-- Data to process start --

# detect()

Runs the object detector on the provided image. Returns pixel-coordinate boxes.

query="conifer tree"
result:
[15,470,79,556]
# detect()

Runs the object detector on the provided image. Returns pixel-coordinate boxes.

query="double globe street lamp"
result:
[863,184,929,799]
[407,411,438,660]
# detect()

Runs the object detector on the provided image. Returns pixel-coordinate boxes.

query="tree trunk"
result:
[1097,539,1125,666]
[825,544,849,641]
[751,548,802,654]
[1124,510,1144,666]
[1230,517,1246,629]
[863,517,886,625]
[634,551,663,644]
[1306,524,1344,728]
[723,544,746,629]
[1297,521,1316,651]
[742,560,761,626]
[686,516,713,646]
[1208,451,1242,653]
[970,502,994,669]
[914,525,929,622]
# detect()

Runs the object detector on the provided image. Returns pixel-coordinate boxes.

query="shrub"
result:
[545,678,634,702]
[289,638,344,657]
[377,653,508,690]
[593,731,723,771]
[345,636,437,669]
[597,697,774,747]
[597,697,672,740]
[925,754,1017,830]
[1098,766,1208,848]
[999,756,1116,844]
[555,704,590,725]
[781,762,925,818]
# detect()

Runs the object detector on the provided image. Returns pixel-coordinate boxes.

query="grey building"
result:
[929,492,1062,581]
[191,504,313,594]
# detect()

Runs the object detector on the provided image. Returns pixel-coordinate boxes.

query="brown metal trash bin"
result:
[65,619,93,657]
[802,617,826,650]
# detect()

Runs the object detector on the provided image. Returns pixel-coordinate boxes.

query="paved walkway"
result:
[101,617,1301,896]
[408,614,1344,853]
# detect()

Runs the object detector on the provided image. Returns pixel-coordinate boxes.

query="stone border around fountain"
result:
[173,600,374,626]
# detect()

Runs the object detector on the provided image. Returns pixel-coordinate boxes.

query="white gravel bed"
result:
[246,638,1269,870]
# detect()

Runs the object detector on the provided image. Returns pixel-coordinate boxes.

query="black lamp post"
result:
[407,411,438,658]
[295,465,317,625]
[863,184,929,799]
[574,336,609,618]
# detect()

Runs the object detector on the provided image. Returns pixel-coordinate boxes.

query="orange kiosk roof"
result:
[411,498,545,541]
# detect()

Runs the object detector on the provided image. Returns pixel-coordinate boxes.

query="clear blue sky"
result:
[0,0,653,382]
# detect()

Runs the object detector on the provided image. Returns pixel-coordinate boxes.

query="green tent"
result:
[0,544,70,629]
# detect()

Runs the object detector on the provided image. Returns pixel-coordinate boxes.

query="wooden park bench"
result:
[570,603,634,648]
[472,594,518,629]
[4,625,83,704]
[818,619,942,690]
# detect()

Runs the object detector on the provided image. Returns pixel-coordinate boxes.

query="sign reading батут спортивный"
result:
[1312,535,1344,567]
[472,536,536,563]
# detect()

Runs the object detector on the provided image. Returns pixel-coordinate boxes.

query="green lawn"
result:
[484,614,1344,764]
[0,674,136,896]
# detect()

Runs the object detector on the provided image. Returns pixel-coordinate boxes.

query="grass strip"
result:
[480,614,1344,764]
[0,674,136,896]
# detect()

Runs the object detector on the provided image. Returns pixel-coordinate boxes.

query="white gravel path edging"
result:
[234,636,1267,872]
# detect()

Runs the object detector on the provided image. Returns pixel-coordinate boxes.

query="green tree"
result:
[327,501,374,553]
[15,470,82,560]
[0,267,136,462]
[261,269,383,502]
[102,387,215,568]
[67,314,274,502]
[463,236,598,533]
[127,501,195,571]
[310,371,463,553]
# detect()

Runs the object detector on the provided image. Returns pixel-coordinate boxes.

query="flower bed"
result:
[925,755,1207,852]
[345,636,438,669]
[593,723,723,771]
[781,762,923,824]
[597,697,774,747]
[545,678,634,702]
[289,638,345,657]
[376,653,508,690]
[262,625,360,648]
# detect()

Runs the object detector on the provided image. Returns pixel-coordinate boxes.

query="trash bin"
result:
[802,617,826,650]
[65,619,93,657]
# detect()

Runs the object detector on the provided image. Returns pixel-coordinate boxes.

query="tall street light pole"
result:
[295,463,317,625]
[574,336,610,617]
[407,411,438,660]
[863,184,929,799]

-- Data to process end --

Please turn the whole listing above into a Markdown table with two columns, Row and Line, giving each line its own numbered row and omitting blank lines.

| Row | Line |
|---|---|
| 1 | # detect() |
| 2 | Runs the object detector on the provided image. Returns pixel-coordinate boxes. |
| 3 | query="conifer tree" |
| 4 | result: |
| 5 | [15,470,79,556] |
| 6 | # detect() |
| 7 | Runs the object detector on the provided image. Returns pixel-coordinate boxes. |
| 8 | query="double globe street lamp" |
| 9 | result: |
| 10 | [863,184,929,799] |
| 11 | [407,411,438,660] |
| 12 | # detect() |
| 13 | Runs the object detector on the provided image. Returns pixel-coordinate boxes. |
| 14 | query="tree trunk" |
| 15 | result: |
| 16 | [1097,539,1125,666] |
| 17 | [825,544,849,641] |
| 18 | [751,548,802,654] |
| 19 | [1124,510,1144,666] |
| 20 | [1230,517,1246,629] |
| 21 | [863,517,886,625] |
| 22 | [634,551,663,644] |
| 23 | [1306,524,1344,728] |
| 24 | [723,544,746,629] |
| 25 | [1297,521,1316,651] |
| 26 | [742,560,761,626] |
| 27 | [686,516,713,646] |
| 28 | [1208,451,1242,653] |
| 29 | [970,502,994,669] |
| 30 | [914,525,929,622] |
| 31 | # detect() |
| 32 | Runs the object detector on the provided image. Returns pixel-coordinate boxes. |
| 33 | query="shrub" |
| 34 | result: |
| 35 | [545,678,634,702] |
| 36 | [289,638,344,657] |
| 37 | [377,653,508,690] |
| 38 | [593,731,723,771] |
| 39 | [345,636,437,669] |
| 40 | [597,697,774,747] |
| 41 | [597,697,672,740] |
| 42 | [925,754,1017,830] |
| 43 | [1098,766,1208,848] |
| 44 | [999,756,1116,844] |
| 45 | [555,704,590,725] |
| 46 | [781,762,925,818] |
| 47 | # detect() |
| 48 | Runs the object detector on the provided image. Returns pixel-coordinate boxes. |
| 49 | query="grey building" |
| 50 | result: |
| 51 | [929,492,1062,581] |
| 52 | [191,504,313,594] |
| 53 | # detect() |
| 54 | Runs the object detector on the provided image. Returns pixel-coordinate boxes. |
| 55 | query="brown metal trash bin" |
| 56 | result: |
| 57 | [65,619,93,657] |
| 58 | [802,617,826,650] |
| 59 | # detect() |
| 60 | Runs the object detector on the provided image. Returns pixel-coordinate boxes. |
| 61 | query="paved walkway" |
| 62 | result: |
| 63 | [101,617,1301,896] |
| 64 | [408,614,1344,853] |
| 65 | # detect() |
| 66 | Runs the object detector on the provided image. Returns pixel-coordinate boxes. |
| 67 | query="stone border around fountain" |
| 68 | result: |
| 69 | [173,600,374,626] |
| 70 | # detect() |
| 71 | Runs the object detector on the provided image. Returns pixel-coordinate boxes. |
| 72 | query="white gravel bed" |
| 73 | result: |
| 74 | [246,638,1269,870] |
| 75 | # detect() |
| 76 | Runs the object detector on the provided image. Returns pixel-coordinate boxes. |
| 77 | query="black lamp post" |
| 78 | result: |
| 79 | [407,411,438,658] |
| 80 | [295,465,317,625] |
| 81 | [863,184,929,799] |
| 82 | [574,336,609,618] |
| 83 | # detect() |
| 84 | Runs the object detector on the provided image. Returns pixel-coordinate boxes. |
| 85 | query="orange kiosk roof" |
| 86 | result: |
| 87 | [411,498,545,541] |
| 88 | # detect() |
| 89 | Runs the object detector on the provided image. Returns pixel-coordinate boxes. |
| 90 | query="clear blue sky" |
| 91 | result: |
| 92 | [0,0,653,382] |
| 93 | # detect() |
| 94 | Runs the object detector on the provided image. Returns pixel-coordinate boxes. |
| 95 | query="green tent" |
| 96 | result: |
| 97 | [0,544,70,629] |
| 98 | # detect() |
| 99 | Runs the object detector on the provided image. Returns pixel-coordinate boxes. |
| 100 | query="wooden park bench" |
| 101 | result: |
| 102 | [570,603,634,648] |
| 103 | [472,594,518,629] |
| 104 | [4,625,83,704] |
| 105 | [818,619,942,690] |
| 106 | # detect() |
| 107 | Runs the object detector on the provided image. Returns pixel-coordinate boxes. |
| 108 | query="sign reading батут спортивный" |
| 109 | result: |
| 110 | [1312,535,1344,567] |
| 111 | [472,536,536,563] |
| 112 | # detect() |
| 113 | Runs the object detector on the provided image. Returns pixel-coordinate boxes. |
| 114 | query="green lawn" |
| 115 | result: |
| 116 | [484,614,1344,764] |
| 117 | [0,674,136,896] |
| 118 | # detect() |
| 119 | Runs the object detector on the provided image. Returns pixel-coordinate boxes. |
| 120 | query="grass strip" |
| 121 | result: |
| 122 | [480,614,1344,764] |
| 123 | [0,674,136,896] |
| 124 | # detect() |
| 125 | Runs the object detector on the provided image. Returns pixel-coordinate boxes. |
| 126 | query="white gravel path edging" |
| 127 | result: |
| 128 | [234,636,1267,872] |
| 129 | # detect() |
| 130 | Runs the object detector on the provided image. Returns pixel-coordinate boxes. |
| 131 | query="green tree" |
| 132 | result: |
| 133 | [327,501,374,553] |
| 134 | [15,470,82,560] |
| 135 | [0,267,136,462] |
| 136 | [261,269,383,502] |
| 137 | [102,387,215,568] |
| 138 | [67,314,274,502] |
| 139 | [463,236,598,533] |
| 140 | [127,501,195,571] |
| 141 | [310,371,463,553] |
| 142 | # detect() |
| 143 | Runs the object detector on the provided image. Returns pixel-coordinate boxes. |
| 144 | query="flower bed" |
| 145 | result: |
| 146 | [925,755,1207,852] |
| 147 | [345,636,438,669] |
| 148 | [593,723,723,771] |
| 149 | [781,762,923,824] |
| 150 | [597,697,774,747] |
| 151 | [545,678,634,702] |
| 152 | [289,638,345,657] |
| 153 | [376,653,508,690] |
| 154 | [262,625,360,648] |
| 155 | # detect() |
| 156 | Runs the object detector on the provided image. Returns pixel-coordinate boxes. |
| 157 | query="trash bin" |
| 158 | result: |
| 159 | [802,617,826,650] |
| 160 | [65,619,93,657] |
| 161 | # detect() |
| 162 | Runs the object detector on the provided image. Returns pixel-coordinate boxes. |
| 163 | query="tall street light pole" |
| 164 | result: |
| 165 | [295,463,317,625] |
| 166 | [574,336,610,617] |
| 167 | [407,411,438,660] |
| 168 | [863,184,929,799] |